What you should do
Once a line is found to contain "plank", copy it out of the listing.
=-=-=-=-=
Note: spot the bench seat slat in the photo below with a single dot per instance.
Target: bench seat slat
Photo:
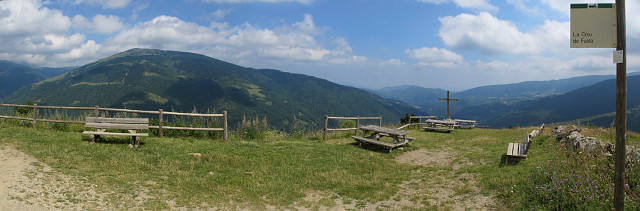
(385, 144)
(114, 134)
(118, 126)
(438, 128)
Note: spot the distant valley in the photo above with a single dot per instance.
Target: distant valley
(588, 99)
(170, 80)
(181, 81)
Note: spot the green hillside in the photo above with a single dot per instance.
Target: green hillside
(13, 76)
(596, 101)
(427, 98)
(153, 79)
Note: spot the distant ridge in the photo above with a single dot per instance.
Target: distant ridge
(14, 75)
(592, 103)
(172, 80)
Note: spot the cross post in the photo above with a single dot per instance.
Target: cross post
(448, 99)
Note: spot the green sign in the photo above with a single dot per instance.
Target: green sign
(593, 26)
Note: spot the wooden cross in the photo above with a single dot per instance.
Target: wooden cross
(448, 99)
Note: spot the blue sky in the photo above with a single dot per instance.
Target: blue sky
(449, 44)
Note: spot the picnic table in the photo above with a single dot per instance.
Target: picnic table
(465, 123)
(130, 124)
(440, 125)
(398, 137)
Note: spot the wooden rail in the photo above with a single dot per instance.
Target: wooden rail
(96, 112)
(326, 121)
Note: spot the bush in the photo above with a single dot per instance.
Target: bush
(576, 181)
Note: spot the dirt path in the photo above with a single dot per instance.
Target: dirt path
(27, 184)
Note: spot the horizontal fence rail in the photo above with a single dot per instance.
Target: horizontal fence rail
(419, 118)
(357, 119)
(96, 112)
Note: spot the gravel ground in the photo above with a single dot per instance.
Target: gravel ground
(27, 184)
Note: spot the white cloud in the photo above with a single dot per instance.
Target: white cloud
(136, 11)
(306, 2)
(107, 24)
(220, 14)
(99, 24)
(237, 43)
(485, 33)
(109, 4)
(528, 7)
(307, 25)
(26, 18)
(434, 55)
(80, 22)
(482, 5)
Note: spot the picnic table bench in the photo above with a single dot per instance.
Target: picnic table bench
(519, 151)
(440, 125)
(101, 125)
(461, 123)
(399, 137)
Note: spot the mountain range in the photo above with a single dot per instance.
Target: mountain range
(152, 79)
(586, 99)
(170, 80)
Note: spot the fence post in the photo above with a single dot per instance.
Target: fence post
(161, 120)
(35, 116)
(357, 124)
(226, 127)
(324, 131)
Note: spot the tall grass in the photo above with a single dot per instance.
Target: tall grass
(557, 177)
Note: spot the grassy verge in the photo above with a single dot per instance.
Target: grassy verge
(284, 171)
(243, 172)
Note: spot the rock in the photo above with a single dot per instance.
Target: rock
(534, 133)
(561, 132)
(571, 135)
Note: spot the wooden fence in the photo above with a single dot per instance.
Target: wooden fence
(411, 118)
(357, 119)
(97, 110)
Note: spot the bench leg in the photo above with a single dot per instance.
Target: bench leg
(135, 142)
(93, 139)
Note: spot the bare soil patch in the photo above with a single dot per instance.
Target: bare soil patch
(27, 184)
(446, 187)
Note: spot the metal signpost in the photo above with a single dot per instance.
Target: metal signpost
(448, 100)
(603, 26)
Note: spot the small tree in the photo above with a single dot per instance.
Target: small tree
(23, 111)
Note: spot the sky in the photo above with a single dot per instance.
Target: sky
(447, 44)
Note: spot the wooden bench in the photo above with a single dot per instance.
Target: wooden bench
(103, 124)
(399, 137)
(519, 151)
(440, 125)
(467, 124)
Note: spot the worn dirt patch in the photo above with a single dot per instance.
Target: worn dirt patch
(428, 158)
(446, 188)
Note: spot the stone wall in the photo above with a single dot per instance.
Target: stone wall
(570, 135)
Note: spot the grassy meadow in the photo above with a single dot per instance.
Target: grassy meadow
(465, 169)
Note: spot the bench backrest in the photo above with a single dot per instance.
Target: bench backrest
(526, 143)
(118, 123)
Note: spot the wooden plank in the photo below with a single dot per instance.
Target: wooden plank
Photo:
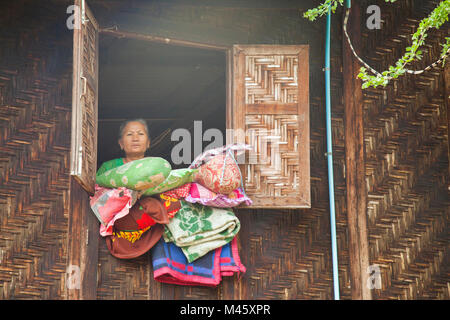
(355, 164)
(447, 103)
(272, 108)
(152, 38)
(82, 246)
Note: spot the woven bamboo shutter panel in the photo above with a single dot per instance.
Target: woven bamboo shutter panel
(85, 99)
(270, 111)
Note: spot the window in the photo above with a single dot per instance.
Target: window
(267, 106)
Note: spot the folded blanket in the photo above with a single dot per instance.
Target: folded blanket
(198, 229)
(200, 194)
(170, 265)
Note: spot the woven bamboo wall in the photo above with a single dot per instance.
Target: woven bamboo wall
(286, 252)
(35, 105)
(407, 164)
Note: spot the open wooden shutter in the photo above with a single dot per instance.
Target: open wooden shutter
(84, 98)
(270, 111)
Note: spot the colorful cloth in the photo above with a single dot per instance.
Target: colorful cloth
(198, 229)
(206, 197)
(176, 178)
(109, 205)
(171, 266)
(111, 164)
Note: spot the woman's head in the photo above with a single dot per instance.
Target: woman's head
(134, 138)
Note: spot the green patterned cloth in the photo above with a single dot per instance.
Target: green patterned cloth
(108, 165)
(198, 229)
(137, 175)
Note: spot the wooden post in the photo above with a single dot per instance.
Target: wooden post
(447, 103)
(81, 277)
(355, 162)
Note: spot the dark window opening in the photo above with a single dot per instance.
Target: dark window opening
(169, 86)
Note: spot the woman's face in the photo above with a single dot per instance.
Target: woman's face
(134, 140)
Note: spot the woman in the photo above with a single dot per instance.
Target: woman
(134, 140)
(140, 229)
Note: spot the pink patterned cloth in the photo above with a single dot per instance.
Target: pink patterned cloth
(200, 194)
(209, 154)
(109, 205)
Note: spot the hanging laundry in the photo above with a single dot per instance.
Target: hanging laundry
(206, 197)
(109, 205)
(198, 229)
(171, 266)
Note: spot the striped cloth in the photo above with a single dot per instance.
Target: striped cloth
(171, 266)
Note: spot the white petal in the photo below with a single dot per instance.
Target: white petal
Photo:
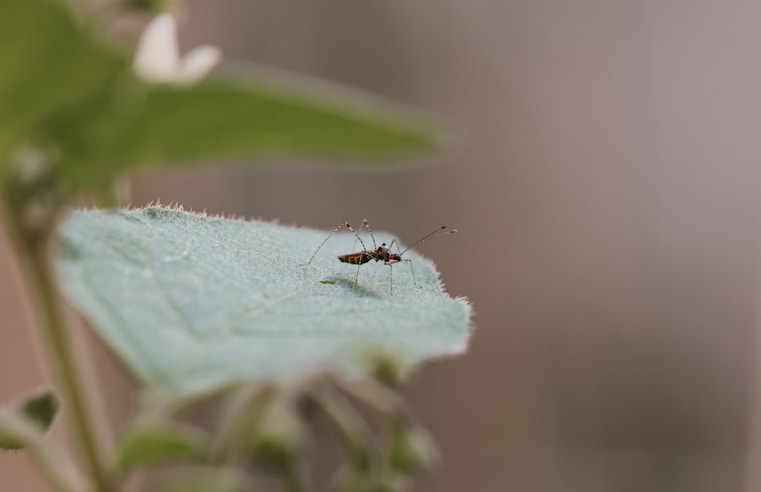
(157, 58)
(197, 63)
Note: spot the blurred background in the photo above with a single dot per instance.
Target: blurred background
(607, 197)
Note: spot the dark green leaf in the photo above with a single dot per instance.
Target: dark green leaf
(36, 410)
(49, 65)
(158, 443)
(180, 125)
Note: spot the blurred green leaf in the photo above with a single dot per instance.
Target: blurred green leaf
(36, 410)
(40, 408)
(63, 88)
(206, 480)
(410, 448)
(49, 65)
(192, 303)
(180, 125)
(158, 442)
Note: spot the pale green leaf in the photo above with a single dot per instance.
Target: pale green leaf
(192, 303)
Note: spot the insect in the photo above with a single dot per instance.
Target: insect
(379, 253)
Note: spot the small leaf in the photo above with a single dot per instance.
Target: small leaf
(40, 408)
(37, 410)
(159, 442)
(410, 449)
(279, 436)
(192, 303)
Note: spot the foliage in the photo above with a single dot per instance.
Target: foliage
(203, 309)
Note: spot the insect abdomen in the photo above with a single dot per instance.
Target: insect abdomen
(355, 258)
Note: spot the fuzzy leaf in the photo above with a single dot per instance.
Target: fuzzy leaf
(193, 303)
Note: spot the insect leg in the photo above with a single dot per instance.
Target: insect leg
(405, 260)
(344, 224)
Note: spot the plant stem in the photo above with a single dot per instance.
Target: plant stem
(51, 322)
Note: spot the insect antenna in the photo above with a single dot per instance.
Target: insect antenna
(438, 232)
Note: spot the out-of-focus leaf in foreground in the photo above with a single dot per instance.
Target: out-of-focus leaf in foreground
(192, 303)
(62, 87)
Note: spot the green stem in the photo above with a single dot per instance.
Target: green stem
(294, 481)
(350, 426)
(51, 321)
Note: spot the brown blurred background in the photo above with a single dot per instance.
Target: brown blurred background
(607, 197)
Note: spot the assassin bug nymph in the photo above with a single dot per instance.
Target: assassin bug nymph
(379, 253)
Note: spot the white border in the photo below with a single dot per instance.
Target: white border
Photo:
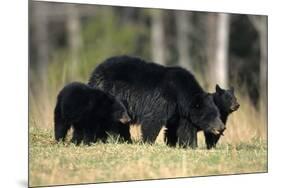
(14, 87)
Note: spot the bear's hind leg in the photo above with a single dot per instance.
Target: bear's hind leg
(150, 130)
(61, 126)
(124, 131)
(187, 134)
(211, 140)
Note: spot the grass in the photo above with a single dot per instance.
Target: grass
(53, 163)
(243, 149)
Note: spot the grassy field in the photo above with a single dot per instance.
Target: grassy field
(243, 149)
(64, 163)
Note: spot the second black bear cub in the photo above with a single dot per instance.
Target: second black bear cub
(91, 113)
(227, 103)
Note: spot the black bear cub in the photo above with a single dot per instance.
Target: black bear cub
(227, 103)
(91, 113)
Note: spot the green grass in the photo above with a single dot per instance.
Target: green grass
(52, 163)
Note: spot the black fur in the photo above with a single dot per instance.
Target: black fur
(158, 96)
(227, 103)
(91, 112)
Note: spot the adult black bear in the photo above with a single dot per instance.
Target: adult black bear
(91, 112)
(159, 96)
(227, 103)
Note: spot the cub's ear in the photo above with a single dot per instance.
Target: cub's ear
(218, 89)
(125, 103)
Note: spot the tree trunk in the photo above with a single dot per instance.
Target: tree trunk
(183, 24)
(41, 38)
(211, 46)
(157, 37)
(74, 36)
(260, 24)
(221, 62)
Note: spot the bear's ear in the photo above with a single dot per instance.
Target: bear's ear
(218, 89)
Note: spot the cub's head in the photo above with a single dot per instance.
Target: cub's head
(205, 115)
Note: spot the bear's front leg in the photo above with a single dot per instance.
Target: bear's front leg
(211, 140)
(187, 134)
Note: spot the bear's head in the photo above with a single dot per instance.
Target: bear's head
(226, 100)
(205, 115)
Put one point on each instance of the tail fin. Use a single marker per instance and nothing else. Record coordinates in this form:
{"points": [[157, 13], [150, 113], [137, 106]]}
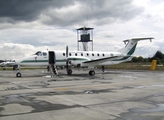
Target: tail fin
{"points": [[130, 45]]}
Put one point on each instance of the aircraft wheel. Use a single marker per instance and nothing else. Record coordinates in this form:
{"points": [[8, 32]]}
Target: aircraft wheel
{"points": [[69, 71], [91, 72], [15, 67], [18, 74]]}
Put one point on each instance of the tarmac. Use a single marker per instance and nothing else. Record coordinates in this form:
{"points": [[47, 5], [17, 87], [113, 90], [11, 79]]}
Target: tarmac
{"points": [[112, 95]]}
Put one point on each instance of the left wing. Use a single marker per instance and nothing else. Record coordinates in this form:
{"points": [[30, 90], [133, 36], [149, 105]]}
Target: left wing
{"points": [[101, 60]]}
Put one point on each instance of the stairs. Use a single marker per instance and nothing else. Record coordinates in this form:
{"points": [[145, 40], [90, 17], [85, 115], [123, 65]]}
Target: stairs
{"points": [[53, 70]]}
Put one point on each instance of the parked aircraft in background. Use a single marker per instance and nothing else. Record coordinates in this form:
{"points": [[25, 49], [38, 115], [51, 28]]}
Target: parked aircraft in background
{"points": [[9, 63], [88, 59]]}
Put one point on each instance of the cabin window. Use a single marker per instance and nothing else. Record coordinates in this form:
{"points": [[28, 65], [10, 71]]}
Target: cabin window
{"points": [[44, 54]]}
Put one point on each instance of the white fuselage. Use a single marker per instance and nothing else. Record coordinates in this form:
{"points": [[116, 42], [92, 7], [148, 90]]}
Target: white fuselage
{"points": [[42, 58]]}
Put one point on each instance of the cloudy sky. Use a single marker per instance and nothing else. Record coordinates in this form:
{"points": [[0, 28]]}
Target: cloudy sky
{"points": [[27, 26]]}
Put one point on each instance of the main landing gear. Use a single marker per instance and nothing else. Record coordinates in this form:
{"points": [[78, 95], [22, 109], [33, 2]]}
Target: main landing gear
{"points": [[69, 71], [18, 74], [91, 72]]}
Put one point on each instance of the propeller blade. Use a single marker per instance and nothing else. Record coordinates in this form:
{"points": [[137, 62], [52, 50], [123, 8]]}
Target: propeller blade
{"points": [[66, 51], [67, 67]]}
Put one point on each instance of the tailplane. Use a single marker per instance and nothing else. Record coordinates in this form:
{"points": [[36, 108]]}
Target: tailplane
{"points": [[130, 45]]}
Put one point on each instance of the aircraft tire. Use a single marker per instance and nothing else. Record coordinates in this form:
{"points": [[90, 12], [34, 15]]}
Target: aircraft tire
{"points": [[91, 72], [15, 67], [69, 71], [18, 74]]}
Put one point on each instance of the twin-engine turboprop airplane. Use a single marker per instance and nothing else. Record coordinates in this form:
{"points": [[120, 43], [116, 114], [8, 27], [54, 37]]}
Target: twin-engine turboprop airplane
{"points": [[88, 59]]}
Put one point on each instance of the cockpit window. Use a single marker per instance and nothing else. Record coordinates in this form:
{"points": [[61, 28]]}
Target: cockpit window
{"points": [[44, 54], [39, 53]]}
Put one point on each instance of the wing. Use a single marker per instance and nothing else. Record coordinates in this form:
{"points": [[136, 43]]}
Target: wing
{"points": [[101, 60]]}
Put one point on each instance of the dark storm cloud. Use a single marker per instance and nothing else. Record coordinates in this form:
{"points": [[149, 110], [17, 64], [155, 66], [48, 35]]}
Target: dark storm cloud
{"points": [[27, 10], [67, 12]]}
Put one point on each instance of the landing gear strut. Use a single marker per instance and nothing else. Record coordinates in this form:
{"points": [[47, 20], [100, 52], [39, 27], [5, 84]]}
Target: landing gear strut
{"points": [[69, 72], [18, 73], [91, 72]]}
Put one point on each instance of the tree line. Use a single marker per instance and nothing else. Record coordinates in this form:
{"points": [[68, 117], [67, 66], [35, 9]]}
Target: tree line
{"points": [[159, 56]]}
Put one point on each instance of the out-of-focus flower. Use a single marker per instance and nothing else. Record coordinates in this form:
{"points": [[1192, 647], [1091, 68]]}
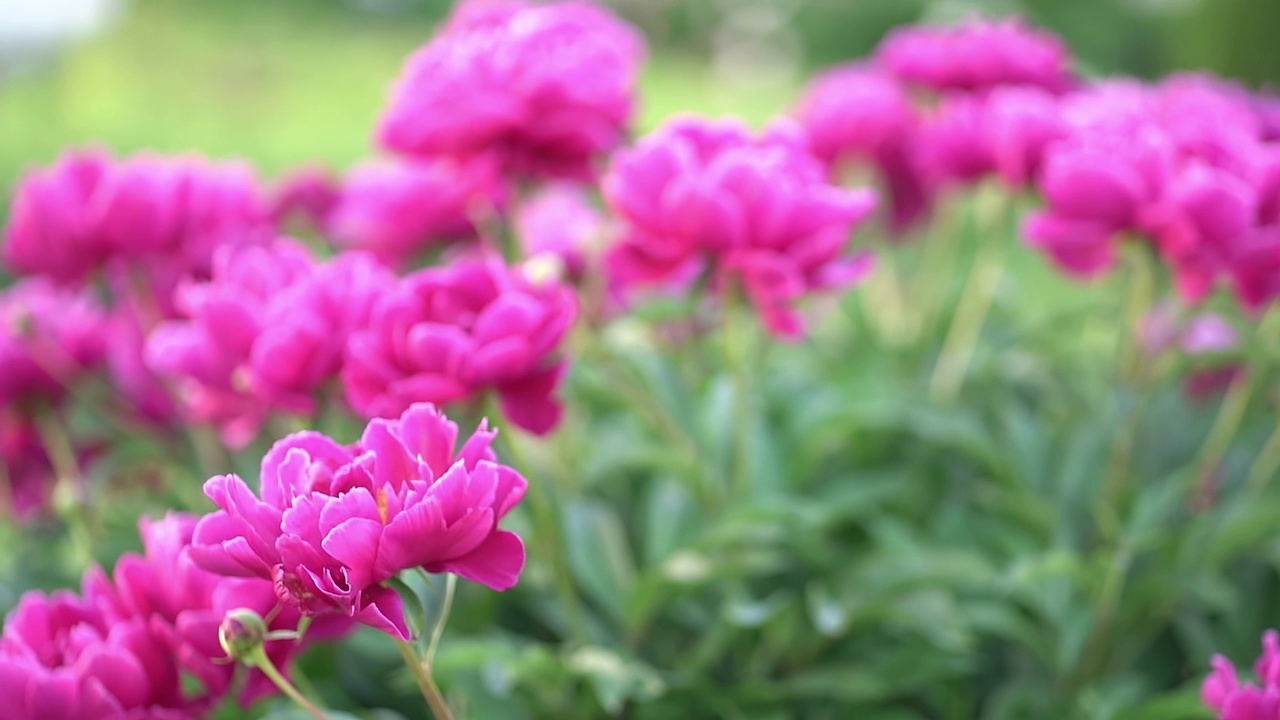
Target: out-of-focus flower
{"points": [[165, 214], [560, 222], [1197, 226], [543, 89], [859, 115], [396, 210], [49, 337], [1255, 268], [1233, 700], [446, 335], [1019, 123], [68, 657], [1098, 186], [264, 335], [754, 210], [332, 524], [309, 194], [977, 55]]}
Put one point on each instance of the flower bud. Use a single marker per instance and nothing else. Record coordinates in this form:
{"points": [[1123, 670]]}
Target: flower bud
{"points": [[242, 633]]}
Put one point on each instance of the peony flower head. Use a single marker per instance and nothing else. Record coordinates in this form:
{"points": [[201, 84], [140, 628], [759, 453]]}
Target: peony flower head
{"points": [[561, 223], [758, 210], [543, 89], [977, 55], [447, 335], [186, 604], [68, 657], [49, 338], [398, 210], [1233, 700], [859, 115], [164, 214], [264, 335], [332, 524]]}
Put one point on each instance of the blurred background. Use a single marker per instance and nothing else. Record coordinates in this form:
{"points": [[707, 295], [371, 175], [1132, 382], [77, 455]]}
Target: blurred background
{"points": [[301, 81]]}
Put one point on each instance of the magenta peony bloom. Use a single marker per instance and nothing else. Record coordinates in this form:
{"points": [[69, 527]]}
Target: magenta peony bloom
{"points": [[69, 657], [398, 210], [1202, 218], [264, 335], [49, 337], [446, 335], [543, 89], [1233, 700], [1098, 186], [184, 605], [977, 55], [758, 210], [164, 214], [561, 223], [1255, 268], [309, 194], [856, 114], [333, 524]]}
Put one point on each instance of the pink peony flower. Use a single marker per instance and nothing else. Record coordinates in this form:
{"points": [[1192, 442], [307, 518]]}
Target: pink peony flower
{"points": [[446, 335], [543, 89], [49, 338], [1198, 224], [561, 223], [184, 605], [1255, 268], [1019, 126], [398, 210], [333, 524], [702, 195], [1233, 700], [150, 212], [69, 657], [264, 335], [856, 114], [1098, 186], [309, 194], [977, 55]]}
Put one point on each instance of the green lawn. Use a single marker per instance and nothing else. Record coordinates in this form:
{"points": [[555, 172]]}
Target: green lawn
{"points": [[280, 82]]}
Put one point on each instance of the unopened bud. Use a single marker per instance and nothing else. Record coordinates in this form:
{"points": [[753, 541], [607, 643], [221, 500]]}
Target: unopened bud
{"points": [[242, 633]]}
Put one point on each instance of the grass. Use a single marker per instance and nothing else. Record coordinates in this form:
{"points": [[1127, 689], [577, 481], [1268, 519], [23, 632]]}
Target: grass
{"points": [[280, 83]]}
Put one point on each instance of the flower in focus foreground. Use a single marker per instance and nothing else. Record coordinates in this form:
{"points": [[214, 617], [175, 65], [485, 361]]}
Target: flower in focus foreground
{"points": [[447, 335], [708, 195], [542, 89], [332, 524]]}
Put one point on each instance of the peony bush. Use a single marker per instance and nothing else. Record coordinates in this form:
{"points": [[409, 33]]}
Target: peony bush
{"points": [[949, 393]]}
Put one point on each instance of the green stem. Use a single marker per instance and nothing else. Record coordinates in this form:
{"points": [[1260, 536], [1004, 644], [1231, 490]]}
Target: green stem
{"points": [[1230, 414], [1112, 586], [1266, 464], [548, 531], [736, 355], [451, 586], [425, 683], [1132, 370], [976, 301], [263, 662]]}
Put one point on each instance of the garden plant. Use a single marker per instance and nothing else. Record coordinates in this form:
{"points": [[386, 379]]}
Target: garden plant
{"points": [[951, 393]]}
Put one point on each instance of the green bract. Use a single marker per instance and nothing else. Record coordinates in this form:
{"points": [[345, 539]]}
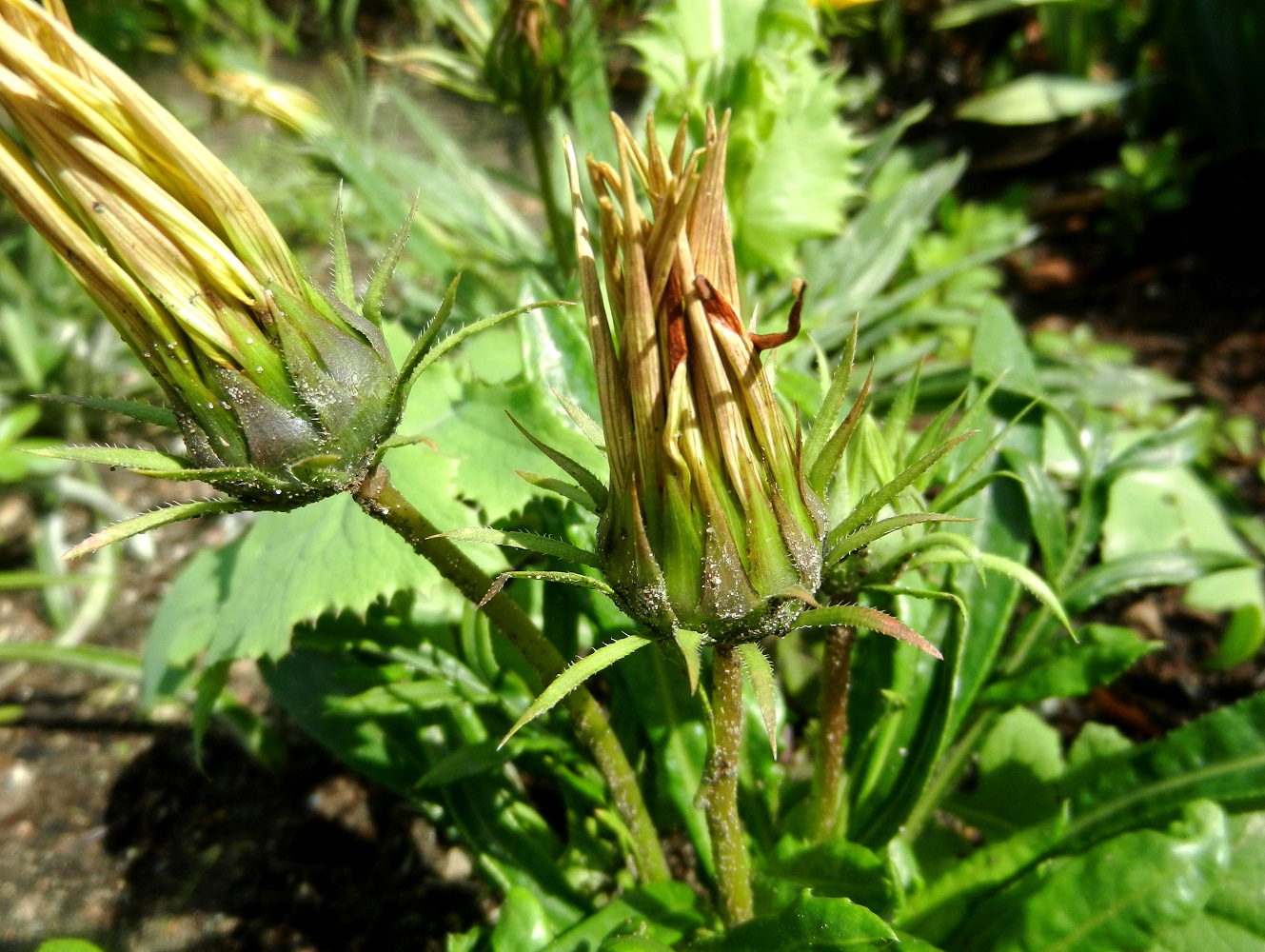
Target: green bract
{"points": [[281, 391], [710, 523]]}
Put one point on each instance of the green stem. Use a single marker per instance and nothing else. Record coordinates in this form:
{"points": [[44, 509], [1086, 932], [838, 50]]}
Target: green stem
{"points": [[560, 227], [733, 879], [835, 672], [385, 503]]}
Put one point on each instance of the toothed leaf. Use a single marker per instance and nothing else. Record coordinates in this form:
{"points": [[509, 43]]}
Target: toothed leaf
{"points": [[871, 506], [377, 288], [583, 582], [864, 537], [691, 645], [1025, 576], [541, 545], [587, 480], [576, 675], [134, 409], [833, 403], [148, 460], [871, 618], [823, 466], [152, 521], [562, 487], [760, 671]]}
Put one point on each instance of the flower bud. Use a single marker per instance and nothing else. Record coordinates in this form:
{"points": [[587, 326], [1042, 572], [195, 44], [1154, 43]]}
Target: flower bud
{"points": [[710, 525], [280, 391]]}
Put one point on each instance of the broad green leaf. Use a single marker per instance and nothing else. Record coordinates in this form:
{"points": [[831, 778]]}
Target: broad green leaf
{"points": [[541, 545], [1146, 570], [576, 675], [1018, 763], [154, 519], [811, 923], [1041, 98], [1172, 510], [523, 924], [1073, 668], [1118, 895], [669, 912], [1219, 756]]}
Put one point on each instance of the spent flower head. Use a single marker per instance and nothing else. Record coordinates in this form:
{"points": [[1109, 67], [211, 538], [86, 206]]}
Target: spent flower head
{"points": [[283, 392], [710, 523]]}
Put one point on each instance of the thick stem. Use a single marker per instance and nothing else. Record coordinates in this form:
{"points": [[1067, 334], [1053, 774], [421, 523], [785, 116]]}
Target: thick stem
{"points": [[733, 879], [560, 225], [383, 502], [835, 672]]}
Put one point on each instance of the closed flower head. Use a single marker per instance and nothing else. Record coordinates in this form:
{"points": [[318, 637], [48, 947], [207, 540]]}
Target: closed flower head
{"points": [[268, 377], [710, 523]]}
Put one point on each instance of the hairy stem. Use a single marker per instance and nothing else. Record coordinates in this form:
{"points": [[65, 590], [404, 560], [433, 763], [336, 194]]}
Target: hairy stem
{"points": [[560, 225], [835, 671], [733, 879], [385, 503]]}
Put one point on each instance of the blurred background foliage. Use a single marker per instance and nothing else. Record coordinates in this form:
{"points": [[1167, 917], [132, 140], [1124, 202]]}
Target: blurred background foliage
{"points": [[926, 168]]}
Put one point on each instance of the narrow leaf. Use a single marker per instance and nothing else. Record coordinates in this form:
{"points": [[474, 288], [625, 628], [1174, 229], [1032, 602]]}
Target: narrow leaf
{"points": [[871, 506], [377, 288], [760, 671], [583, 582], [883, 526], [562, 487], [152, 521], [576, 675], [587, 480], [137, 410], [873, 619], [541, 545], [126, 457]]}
=-=-=-=-=
Written solution
Note: spot the wooden plank in the photo below with a single dot per instance.
Target: wooden plank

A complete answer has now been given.